**Task directions:** Rewrite the records from the first line up to and including the line containing "rough mask: <svg", replacing "rough mask" with "coarse mask" and leaving everything else unchanged. Omit the pictures from your answer.

**Stored data:**
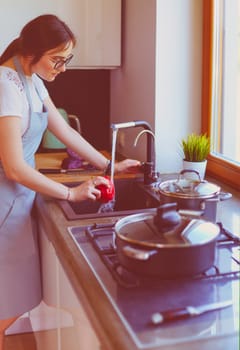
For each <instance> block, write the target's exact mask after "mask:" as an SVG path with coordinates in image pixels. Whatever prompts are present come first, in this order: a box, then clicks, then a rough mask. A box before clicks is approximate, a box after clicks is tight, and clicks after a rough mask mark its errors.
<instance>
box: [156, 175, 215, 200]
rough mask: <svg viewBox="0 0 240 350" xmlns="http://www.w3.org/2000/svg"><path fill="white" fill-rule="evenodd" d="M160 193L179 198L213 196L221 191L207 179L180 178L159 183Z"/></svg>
mask: <svg viewBox="0 0 240 350" xmlns="http://www.w3.org/2000/svg"><path fill="white" fill-rule="evenodd" d="M159 191H160V193H162V194H164V195H167V196H170V197H171V196H172V197H179V198H211V197H213V196H216V195H217V194H218V193H219V192H220V187H219V186H217V185H215V184H213V183H211V182H208V181H206V180H202V181H201V180H197V179H196V180H195V179H186V178H178V179H176V180H168V181H164V182H162V183H160V184H159Z"/></svg>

**Response to this task:**
For each <instance> block, write the target's exact mask after "mask:" as an SVG path with coordinates in image pixels. Whatever prompts are present come first, in this order: a box, then clicks, then a coarse mask. A box before clicks is approximate, a box after clicks is tight, and clicks after a coarse mask mark its errors.
<instance>
box: [156, 175, 215, 200]
coarse mask: <svg viewBox="0 0 240 350" xmlns="http://www.w3.org/2000/svg"><path fill="white" fill-rule="evenodd" d="M160 193L179 198L213 196L221 191L207 179L180 178L159 183Z"/></svg>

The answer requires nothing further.